### Parts of the exercise:
1 - Decide whether each statement agrees with the concert review: (a) The frontman could not perform standing because of a foot injury. (b) The band's set ran over three hours. (c) Tom Morello holds a political science degree from Harvard. For each, answer yes or no and quote the words of the review that decide it.
2 - Carry on the concert review from the point where it stops.

### Excerpted text:

The first of the two-night engagement brought all the rage and disdain toward misused authority pent up since COVID-19 lockdowns first began. Rage took no time in taking the stage and making it clear, the most politically immersed band in recent American history hasn’t lost a step.
This, despite frontman Zack de la Rocha’s foot injury that rendered him unable to rage from a standing position. The same energy and enthusiasm one has always expected from the Los Angeles-based revolutionaries was fully present, and de la Rocha’s seated delivery made no difference to the crowd.
High expectations were certainly met by the nearly two-hour set, and despite the band performing songs that were hits during the Clinton administration, they still took deft aim at the issues of the day. Writer and lead guitarist, Tom Morello, a grand-nephew to Jomo Kenyatta, the first elected president of Kenya, and a Harvard political science graduate, definitely makes it apparent that whether nature or nurture, he’s definitely able to demonstrate how politics and art can make fine bedfellows.
Before a screen with bold type reading “ABORT THE SUPREME COURT,” the band (and the crowd’s) disgust at the decision to overturn Roe v. Wade was unmistakable. Breaking in between songs to remind the crowd that “The GOP voted against making baby formula more accessible,” and images of a burning police car and the faces of Black people killed by police violence, the audience was treated to a skillful display of messaging and music.
Opening act, Run the Jewels got the crowd ready for a night of political intensity. After all, Killer Mike and El-P’s motto is a plainspoken, “F*** the law, they can eat my d***.” At times it was hard to believe that Run the Jewels were the opener. Their sets were as well received and rapped along to as any but the closing song of the feature.

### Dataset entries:
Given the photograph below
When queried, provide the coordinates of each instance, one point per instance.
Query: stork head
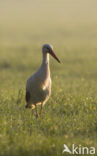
(47, 48)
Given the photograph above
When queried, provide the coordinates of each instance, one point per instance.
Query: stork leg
(41, 108)
(36, 111)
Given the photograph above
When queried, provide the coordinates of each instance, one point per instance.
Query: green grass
(70, 115)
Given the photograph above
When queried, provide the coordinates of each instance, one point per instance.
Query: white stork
(38, 86)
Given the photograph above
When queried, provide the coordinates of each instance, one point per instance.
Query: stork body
(38, 87)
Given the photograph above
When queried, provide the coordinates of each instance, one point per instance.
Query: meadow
(70, 115)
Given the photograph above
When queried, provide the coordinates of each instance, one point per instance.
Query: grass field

### Responses:
1 -
(a) Yes: "frontman Zack de la Rocha’s foot injury that rendered him unable to rage from a standing position"
(b) No: "the nearly two-hour set"
(c) Yes: "a Harvard political science graduate"

2 -
To finish the night, Rage performed their 1992 track, “Killing in the Name,” and brought the house down. Sharing photos memorializing Tamir Rice, the 12-year-old boy shot dead in Cleveland by police as he played with a toy gun at a playground, Philando Castile, a beloved 32-year-old school employee who was fatally shot during a traffic stop for trying to get the identification the officer demanded, a more recent victim of police violence was also shared. Brianna Griner was cuffed and lifted by her arms and legs before being placed into the back of a Hancock County, Georgia police car after a schizophrenic episode. She wasn’t belted in, and she fell out of the vehicle when the car was in motion. Griner died July 21, after spending a week in a coma.

In a poignant update, the song’s refrain, “some of those that work forces are the same that burn crosses” became “some of those that burn crosses are the same that hold office.”
There was also some chatter among the crowd that was unrelated to the show. For the first time since the Supreme Court overturned Roe v. Wade, the right to abortion was put on a state ballot. Toward the end of the show, the news came over people’s phones that Kansas voters defeated a measure to ban abortion in that state. In keeping with their most political lyric of all, at least last evening, Kansans did not “do what they told you.”